== TASK INSTRUCTIONS ==
Wherever a line of the data contains "below", copy that line.

== MATERIAL FOR THIS EXERCISE ==

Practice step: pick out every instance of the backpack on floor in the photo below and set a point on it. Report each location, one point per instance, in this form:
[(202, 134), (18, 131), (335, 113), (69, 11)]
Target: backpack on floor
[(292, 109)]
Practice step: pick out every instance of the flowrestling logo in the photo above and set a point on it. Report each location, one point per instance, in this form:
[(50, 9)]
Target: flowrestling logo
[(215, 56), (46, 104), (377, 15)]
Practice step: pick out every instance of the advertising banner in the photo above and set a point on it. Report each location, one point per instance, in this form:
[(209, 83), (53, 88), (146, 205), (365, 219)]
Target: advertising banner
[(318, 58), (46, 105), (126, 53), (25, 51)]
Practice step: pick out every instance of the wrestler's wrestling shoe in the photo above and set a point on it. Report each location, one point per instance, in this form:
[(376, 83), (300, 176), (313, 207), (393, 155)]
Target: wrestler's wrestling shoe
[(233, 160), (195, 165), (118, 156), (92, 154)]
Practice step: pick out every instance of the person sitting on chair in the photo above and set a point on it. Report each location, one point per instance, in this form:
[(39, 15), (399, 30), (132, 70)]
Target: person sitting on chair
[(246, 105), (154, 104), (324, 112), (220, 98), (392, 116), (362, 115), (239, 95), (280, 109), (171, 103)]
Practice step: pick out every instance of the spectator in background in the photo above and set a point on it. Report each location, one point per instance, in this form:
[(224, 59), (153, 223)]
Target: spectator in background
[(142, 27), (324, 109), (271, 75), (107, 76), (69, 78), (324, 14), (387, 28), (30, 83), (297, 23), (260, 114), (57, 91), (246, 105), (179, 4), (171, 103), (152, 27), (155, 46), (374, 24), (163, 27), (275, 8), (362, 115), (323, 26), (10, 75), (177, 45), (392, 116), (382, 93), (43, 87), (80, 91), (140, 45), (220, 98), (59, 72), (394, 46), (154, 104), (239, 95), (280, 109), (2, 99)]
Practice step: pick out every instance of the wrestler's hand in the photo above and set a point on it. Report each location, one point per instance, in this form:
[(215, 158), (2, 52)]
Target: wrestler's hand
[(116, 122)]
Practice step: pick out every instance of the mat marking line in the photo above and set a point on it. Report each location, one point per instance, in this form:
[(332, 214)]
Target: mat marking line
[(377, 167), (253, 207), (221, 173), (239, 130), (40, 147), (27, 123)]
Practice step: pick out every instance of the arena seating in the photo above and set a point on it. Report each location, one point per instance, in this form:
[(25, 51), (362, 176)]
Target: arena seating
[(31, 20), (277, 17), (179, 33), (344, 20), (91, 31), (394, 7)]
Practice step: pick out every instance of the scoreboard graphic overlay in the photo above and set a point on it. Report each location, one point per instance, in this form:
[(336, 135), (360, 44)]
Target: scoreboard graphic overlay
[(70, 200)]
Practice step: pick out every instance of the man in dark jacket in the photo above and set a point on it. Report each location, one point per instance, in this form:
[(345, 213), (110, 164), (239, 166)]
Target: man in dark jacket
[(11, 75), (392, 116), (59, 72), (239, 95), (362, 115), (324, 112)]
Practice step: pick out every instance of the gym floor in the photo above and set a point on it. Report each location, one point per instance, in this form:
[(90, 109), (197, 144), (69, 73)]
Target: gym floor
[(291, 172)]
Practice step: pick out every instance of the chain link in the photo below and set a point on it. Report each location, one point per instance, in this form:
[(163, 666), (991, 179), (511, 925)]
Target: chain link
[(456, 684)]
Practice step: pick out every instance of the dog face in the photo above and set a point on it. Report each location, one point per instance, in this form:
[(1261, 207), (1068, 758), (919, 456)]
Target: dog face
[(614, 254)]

== RESPONSE TO THE TASK ==
Practice step: pick out every instance of the backpack on floor in the photo below and set a point on it. Report each location, one point per instance, in this form:
Practice step: pick out every instance of the chain link in the photo below and set a point on it. Report each location, one point per instance, in this form:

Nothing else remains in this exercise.